▸ **Work to be completed**:
The answer must be an exact printing of every record below, with the pictures omitted.
Records for this task Start Marker
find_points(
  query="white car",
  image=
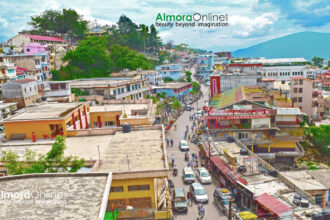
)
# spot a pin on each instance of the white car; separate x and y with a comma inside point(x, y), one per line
point(203, 175)
point(184, 145)
point(199, 193)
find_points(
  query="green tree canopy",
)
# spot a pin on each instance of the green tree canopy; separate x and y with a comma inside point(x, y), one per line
point(67, 21)
point(317, 61)
point(53, 161)
point(188, 76)
point(320, 137)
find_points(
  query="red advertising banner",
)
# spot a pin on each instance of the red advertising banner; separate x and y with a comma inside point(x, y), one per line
point(237, 117)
Records for this task End Marker
▸ **Your solution**:
find_points(
  query="white car",
  image=
)
# spot a pin on each instance of the white car; separate x and y with a comma inside point(x, y), one per line
point(203, 175)
point(184, 145)
point(199, 193)
find_points(
  query="green tree canopy",
)
# spot a pin on each instance of the green tree canopy; separate x and y with a comma inside point(x, y), one per line
point(67, 21)
point(317, 61)
point(53, 161)
point(188, 76)
point(320, 137)
find_points(
  query="red advertising banner",
)
# spot a pin on each instance of the red advertising banner; separate x and y with a comma inside point(x, y), one per line
point(237, 117)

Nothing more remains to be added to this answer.